→ **What you have to do**: Reproduce each of the records below word for word, leaving out the pictures.

→ **Information shown**:
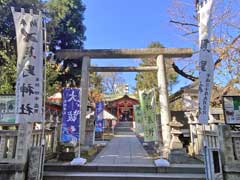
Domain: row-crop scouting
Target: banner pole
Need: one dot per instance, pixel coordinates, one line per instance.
(42, 151)
(79, 139)
(205, 146)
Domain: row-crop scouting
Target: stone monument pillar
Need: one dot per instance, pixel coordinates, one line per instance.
(177, 154)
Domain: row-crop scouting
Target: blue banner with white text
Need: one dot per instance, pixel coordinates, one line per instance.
(70, 115)
(99, 116)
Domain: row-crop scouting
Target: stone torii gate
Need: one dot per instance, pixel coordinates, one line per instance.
(159, 53)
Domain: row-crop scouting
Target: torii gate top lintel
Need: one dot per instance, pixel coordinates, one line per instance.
(124, 53)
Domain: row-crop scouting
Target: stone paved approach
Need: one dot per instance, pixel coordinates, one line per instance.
(123, 150)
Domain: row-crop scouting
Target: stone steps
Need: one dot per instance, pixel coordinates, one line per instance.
(124, 128)
(103, 172)
(120, 176)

→ **Output for this exercise**:
Domain: row-crop scouting
Target: banner pole
Need: one dot per instance, pixel coordinates, one line per instance.
(42, 151)
(79, 139)
(205, 146)
Domain: row-crop scouting
Target: stone monument pillar
Need: one dot per instance, pixel coordinates, one line per instance.
(177, 154)
Domain: row-crop scouting
Target: blue banner with white text
Need: one dot per instance, pixel coordinates, one line per instance.
(70, 115)
(99, 116)
Domain: row-crop scouting
Target: stone torii gate
Need: one dot per instance, pixel coordinates, one line per instance.
(159, 53)
Domain: row-crop scouting
Target: torii gate top lintel
Need: one dot per instance, pixel coordinates, one line per instance.
(124, 53)
Domain: row-crop scouting
Target: stone paved approach
Need: one dot per instance, pixel coordinates, one line per instance.
(123, 150)
Domain: row-crop scouting
Target: stone steps
Need: one dot per instance, pixel coordinates, one line per instance.
(124, 128)
(103, 172)
(120, 176)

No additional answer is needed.